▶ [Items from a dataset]

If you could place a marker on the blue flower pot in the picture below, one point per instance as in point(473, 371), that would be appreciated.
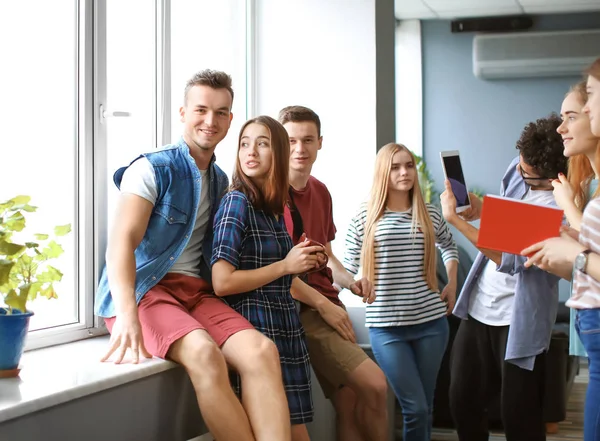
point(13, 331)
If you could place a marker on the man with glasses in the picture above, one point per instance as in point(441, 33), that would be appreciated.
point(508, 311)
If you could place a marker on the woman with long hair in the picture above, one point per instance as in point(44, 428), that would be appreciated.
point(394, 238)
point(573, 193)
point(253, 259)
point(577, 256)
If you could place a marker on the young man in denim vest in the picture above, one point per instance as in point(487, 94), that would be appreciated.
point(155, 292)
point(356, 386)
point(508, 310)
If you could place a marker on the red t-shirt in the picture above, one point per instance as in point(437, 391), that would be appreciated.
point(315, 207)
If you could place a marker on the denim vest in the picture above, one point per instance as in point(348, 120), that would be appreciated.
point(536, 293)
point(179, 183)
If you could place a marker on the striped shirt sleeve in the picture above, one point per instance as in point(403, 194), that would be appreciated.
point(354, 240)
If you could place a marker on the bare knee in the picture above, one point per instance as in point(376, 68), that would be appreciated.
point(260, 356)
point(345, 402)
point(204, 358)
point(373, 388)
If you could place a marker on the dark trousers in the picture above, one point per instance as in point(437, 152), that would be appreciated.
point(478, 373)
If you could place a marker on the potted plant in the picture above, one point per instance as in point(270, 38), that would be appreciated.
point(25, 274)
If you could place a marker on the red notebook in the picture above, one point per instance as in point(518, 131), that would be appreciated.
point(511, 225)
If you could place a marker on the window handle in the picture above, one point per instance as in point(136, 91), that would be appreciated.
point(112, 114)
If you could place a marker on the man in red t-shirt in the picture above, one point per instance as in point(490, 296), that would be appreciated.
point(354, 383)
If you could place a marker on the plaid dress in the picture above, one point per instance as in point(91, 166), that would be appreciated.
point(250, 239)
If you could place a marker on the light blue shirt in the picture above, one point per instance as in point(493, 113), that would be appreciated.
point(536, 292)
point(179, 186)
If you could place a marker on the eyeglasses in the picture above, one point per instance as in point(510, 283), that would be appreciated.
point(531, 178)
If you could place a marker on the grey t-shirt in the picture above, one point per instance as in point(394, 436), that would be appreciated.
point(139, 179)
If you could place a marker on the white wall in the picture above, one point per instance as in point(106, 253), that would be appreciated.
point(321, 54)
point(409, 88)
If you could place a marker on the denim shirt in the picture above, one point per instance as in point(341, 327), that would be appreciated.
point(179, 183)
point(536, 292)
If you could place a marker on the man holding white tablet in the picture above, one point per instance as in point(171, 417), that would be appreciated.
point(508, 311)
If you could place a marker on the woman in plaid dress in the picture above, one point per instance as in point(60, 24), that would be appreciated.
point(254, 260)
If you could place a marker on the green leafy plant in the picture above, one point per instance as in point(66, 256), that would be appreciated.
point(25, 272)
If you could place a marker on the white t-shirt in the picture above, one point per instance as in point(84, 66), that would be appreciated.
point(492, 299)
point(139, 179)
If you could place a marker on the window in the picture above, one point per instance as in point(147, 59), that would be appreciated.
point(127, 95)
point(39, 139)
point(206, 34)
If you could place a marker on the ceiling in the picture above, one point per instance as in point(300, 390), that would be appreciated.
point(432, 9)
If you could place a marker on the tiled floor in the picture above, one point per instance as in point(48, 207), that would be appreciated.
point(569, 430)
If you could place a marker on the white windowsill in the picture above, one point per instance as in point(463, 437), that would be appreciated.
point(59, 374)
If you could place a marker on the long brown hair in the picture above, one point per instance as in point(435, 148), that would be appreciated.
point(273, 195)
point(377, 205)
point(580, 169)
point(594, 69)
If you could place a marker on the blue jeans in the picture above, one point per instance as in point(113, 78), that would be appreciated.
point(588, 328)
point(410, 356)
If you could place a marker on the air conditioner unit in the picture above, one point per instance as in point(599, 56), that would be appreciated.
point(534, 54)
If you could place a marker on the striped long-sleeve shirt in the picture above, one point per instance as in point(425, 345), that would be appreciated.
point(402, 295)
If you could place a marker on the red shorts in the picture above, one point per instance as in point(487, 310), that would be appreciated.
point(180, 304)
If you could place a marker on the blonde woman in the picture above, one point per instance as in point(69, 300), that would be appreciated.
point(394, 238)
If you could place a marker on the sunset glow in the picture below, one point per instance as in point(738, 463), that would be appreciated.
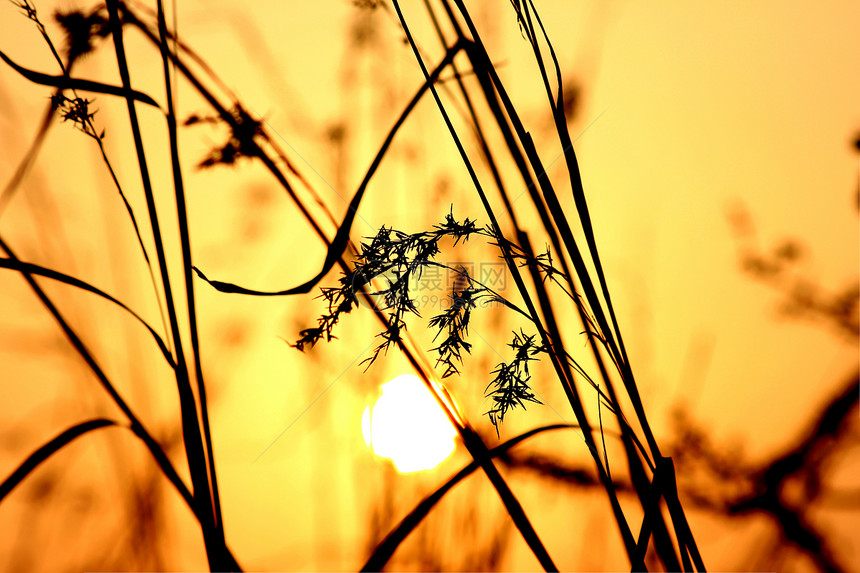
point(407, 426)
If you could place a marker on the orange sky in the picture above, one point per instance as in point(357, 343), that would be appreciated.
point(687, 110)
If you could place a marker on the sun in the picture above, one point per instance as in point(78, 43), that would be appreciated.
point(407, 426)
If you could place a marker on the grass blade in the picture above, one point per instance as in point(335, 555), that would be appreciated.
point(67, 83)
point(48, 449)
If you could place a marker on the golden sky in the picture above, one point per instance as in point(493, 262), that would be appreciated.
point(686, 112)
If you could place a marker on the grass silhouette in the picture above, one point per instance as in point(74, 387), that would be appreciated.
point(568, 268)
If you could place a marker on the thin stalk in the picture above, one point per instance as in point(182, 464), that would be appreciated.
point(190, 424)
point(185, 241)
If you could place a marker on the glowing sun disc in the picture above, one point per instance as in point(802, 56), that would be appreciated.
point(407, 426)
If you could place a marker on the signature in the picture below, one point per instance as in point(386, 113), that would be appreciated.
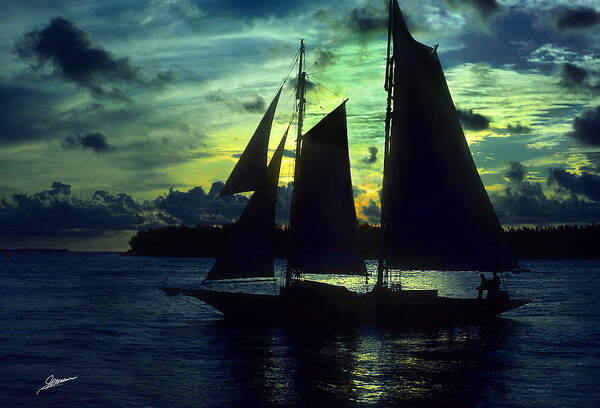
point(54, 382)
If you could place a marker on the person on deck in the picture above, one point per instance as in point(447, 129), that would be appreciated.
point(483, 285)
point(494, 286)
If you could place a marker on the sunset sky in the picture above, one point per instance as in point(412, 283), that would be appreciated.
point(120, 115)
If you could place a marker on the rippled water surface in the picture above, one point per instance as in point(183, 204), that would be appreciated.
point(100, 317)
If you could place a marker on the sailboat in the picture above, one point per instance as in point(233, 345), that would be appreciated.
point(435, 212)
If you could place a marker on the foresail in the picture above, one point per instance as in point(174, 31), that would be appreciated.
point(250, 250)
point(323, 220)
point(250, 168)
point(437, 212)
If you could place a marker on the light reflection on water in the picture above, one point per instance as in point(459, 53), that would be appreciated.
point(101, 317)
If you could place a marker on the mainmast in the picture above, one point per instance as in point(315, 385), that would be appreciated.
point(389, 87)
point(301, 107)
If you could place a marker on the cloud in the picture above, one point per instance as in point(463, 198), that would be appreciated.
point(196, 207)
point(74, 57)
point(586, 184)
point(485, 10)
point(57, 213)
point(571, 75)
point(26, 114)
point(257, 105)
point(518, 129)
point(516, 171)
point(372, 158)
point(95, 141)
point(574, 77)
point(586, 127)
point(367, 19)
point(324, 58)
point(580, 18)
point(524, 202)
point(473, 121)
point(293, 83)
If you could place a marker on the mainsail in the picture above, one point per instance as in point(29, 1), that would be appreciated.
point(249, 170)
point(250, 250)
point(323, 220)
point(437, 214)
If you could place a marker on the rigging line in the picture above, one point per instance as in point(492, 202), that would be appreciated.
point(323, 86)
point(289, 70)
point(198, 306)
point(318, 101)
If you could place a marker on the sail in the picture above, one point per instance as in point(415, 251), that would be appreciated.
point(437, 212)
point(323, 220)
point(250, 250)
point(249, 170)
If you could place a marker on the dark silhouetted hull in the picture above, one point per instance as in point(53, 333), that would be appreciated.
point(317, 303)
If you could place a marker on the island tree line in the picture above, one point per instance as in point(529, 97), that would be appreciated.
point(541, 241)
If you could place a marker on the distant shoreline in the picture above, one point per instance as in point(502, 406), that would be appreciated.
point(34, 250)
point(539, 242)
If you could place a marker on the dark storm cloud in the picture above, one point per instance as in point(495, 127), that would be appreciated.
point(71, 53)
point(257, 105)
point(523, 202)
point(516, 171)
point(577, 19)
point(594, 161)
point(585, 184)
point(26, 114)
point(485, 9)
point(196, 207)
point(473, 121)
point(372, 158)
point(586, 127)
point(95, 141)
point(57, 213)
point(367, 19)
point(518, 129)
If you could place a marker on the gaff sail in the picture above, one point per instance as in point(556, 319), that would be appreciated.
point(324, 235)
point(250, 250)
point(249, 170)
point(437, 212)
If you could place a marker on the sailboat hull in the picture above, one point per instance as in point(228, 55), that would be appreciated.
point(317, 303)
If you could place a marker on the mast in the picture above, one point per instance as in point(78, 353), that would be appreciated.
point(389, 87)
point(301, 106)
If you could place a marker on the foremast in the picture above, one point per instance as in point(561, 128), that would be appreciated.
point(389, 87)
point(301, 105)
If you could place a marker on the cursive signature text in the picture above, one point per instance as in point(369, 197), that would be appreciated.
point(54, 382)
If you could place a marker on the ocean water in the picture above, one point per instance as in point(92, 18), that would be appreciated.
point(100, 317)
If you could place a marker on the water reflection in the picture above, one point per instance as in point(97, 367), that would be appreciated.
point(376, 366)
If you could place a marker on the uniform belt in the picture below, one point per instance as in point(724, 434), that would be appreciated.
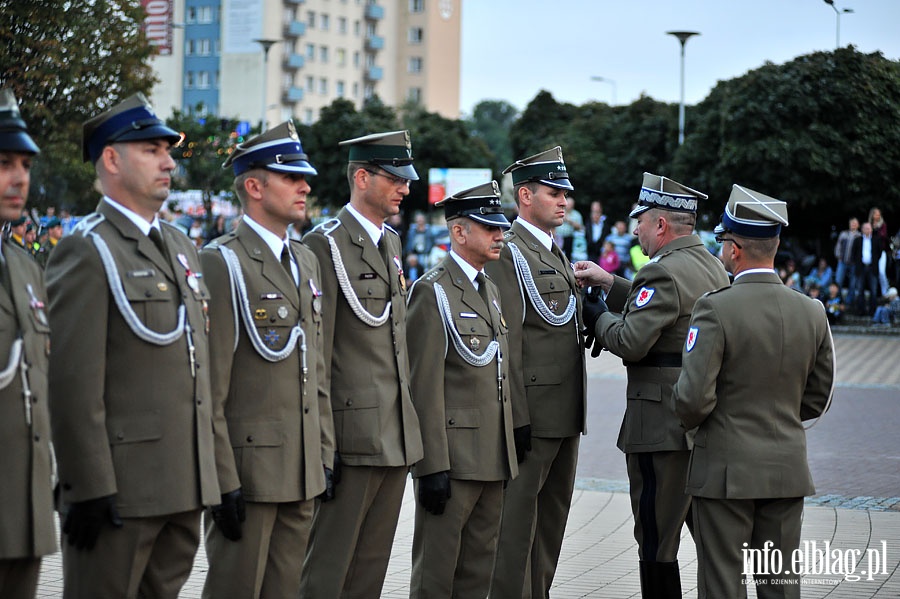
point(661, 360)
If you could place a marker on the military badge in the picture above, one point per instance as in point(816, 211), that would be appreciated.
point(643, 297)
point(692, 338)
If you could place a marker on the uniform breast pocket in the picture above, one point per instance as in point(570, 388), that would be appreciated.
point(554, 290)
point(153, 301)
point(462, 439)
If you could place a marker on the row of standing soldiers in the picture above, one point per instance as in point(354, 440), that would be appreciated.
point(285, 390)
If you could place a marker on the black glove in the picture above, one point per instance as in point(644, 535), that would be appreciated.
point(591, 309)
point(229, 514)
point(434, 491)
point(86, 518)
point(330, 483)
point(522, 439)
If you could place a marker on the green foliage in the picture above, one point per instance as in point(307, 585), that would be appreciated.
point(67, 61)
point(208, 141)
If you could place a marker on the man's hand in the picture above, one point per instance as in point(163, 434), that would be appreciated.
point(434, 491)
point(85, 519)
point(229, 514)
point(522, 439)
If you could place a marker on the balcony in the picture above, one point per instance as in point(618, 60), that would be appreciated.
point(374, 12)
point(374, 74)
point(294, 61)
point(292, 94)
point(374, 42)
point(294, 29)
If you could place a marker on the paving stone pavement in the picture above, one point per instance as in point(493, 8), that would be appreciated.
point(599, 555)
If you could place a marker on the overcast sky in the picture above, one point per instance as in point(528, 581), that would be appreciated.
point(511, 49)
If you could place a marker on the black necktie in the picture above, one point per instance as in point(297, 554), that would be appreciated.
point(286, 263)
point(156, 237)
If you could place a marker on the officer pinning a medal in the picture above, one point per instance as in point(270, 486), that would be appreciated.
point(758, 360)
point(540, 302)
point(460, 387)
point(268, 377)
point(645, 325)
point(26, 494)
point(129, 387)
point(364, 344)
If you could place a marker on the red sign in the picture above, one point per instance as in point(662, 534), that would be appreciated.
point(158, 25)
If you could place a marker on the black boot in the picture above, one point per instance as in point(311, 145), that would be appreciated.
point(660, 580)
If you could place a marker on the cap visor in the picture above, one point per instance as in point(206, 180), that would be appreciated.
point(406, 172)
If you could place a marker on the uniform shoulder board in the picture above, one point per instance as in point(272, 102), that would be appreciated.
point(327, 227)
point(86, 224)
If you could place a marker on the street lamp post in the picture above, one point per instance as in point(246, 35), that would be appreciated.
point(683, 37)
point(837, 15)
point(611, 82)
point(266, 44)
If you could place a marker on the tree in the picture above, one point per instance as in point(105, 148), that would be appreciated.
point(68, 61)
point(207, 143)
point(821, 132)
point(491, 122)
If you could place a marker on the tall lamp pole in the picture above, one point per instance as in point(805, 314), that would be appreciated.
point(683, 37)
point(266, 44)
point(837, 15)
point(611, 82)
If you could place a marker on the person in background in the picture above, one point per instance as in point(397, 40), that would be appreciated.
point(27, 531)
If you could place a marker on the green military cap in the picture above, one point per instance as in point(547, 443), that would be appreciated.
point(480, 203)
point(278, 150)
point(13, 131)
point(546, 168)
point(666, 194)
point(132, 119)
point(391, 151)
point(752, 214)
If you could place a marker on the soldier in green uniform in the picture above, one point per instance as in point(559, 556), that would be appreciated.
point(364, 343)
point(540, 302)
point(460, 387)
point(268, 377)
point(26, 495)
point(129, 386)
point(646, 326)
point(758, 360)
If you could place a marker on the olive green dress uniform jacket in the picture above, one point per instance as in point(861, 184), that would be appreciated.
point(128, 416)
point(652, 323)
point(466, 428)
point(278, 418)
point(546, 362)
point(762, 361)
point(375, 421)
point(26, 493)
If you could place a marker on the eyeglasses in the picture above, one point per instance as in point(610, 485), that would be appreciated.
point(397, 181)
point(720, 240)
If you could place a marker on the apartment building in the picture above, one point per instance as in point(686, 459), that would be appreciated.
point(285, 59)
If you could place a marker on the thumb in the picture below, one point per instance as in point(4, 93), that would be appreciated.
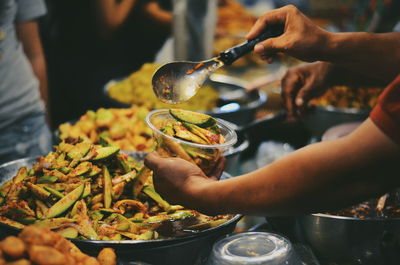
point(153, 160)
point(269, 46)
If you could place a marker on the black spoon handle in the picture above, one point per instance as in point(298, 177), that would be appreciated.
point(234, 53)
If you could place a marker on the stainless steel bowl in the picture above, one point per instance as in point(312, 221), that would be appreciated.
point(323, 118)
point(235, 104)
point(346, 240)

▶ [Task instructions] Copy exactly the lines from the one containing "If you could place a marker on the soldier" through the final line of the records above, both included, and leave out any pictures.

▶ [Worked solution]
If you could place a marker on the soldier in green uniform in the picture above, one point per instance as in point(559, 556), that would be appreciated.
point(364, 343)
point(540, 302)
point(460, 387)
point(268, 377)
point(26, 495)
point(129, 386)
point(646, 326)
point(758, 360)
If you could place a marker on the olive green dress uniform jacket in the picture above, one point per instance as in point(861, 184), that would be appreciated.
point(128, 416)
point(652, 323)
point(466, 428)
point(278, 418)
point(546, 362)
point(762, 361)
point(375, 421)
point(26, 493)
If you could place a marker on the eyeglasses in the picture above, one point per instance as in point(610, 485), that would be appreciated.
point(397, 181)
point(720, 240)
If you could place a marker on the apartment building in the picture above, one point per instance as in point(686, 459), that would be appreciated.
point(285, 59)
If you could place a marker on the thumb in the picture below, one point per instance as in point(4, 93), that would be appreciated.
point(153, 160)
point(269, 46)
If you could place a marker on the black spoon handle in the picture above, one point per instance as in point(298, 177), that would be appreciated.
point(234, 53)
If you could place a marker on the stainless steel bowl in the picture above, one point per instance as in point(312, 221), that would be appreciated.
point(323, 118)
point(235, 104)
point(346, 240)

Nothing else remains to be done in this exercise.